DO THIS »
Return the data below word for word, and leave the pictures out.

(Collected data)
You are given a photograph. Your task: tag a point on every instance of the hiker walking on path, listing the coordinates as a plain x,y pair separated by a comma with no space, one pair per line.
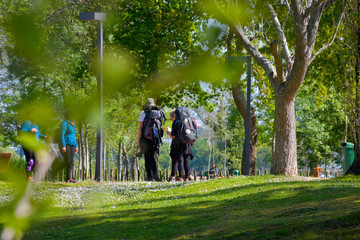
184,135
67,144
174,160
214,172
149,136
30,134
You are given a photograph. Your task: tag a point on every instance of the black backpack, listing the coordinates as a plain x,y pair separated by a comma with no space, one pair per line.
186,126
152,125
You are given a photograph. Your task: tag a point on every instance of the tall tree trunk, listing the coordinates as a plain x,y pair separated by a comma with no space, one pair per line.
119,162
285,134
81,151
126,159
355,167
87,160
240,101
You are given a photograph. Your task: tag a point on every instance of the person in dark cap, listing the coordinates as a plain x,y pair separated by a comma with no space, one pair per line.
149,136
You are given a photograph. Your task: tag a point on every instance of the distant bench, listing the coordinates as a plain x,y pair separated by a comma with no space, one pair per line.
5,161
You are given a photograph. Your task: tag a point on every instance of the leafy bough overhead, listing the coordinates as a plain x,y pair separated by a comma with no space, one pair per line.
285,75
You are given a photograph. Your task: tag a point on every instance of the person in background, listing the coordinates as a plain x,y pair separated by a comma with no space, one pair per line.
149,136
180,153
67,144
174,160
214,172
30,134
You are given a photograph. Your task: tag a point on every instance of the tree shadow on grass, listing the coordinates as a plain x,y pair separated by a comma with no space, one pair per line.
306,213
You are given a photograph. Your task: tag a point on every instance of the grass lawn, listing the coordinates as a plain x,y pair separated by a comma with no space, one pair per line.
262,207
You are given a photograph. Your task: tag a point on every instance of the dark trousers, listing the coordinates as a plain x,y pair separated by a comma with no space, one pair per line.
28,156
150,155
69,156
180,156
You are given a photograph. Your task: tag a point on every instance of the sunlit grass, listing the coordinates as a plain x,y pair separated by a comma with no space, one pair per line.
242,207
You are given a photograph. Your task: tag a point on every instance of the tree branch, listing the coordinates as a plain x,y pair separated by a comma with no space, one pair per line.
314,6
281,35
257,56
278,63
332,39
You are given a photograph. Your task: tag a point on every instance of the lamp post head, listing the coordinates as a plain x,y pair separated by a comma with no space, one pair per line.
93,16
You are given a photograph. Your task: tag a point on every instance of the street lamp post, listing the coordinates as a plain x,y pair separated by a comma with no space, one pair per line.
99,17
246,59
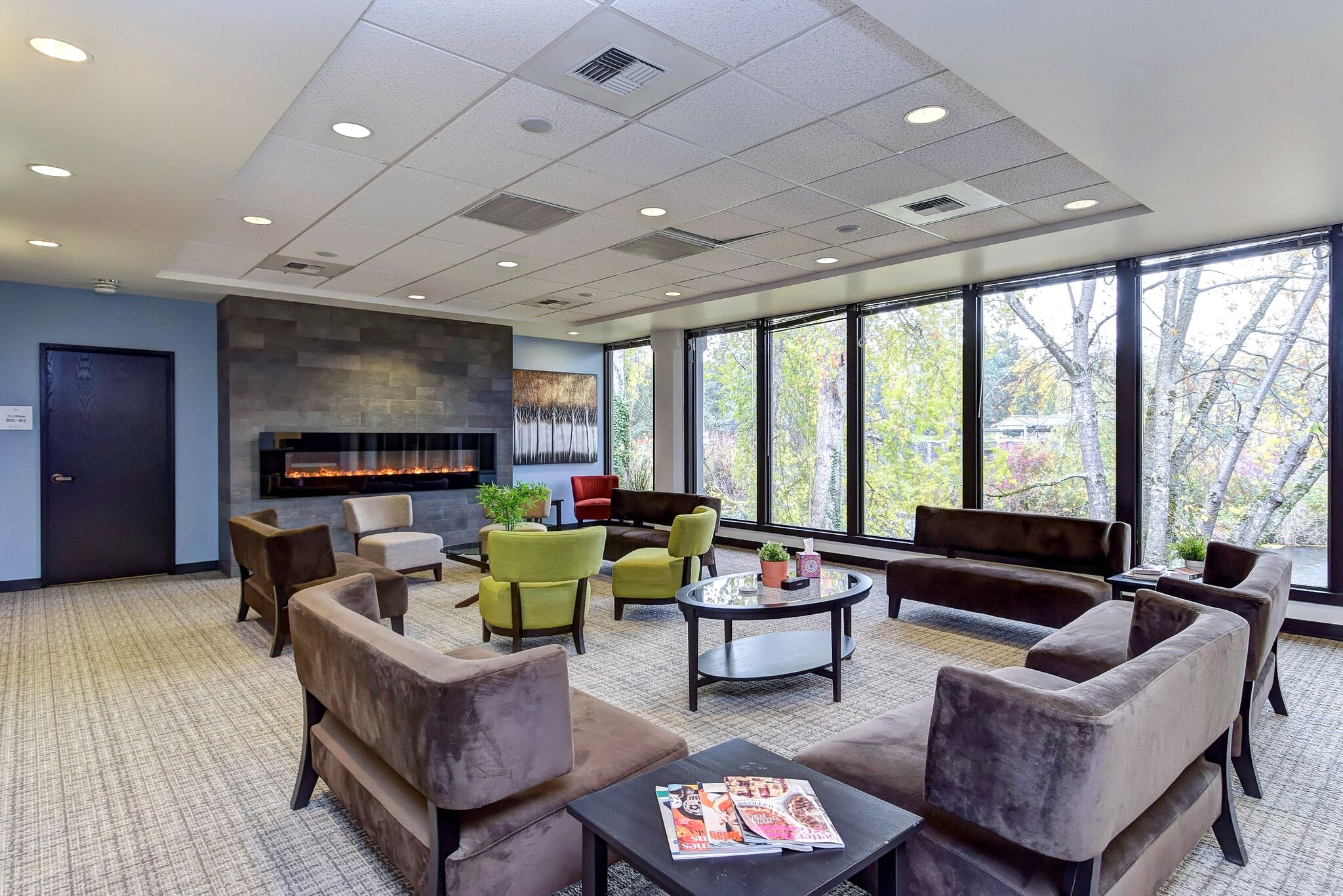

REPLY »
You are given a photograph. Your task: tag a point on every instance of the hiker walking on path, listing the coordinates as a plain x,y pair separated by a comma with no space, one pair per line.
184,135
67,144
174,160
214,172
149,136
30,134
You are given a photograph. Your task: tag a point on every instance of the black backpack, listing the coordinates as a plain x,y pair separated by a comma with no space, one pair per line.
186,126
152,125
You are given a photograph. Your task: tag a point on every instance of the tall tree trunk, listing the coordinates as a plain x,y pair separated by a comma with no space, one pair per line.
119,162
285,134
81,151
126,159
355,167
87,160
240,101
You are given a photograph. Your task: tag a point on every instance of the person in dark cap, listing the coordinates as a plain x,y pair separated by a comma with no space, one pair per line.
149,136
You are given a photograph. Your task: tag a point on every instance of the distant bench, listing the coordinates as a plain x,y pair separated by a comma with no space, one pair per line.
5,161
You are given a photograph. Your task: tag a point on every instance of the leafy bough overhead, listing the coordinates as a plain x,y pair separated by a comma with no space, one pair per line.
285,75
You are given a photograph. Your task: tag a point on every instance of the person in background, listing the coordinates as a plain x,y pair separated by a comma with no space, one pair per line.
149,136
180,153
67,144
174,160
214,172
30,134
You are given a photograph. Your task: tag a point on every instance of the tree shadow on grass, listing the coordinates as a plain x,y pair separated by a comma with no space, one pair per line.
306,213
You are given a photograph. Your task: tag a point on every instance of the grass lawn, listing the coordinates as a plain x,y pair separated by a comma with no space, one pair per line.
262,207
You are given a photograph. Your task: tag a point on every instance of the dark trousers, listing the coordinates as a plain x,y pair separated by a comma with no space, one pair per line.
28,156
150,155
69,156
180,156
You are given a photograph. Your task: tag a point on every instance of the sunlit grass, listing the coordinates as a plain x,y pair separated by a comma with no space, one pair per line.
242,207
You are given a photograph. Your task: tag a point on every instance of the tree branch, listing the coordinates as a plain x,y pair separated by a comma with no space, one pair per line.
314,6
281,35
257,56
278,63
332,39
You are given a photograph. Your task: tag a point on every instance of the lamp post head, listing the coordinates as a plain x,y pair separated by a comma with no space, one pair per line.
93,16
You are given a photograph. Your task: tag a point on every instance of the street lamp post, listing the coordinates as a plain x,y pair separated by a comma with no space, one pair per line.
99,17
246,59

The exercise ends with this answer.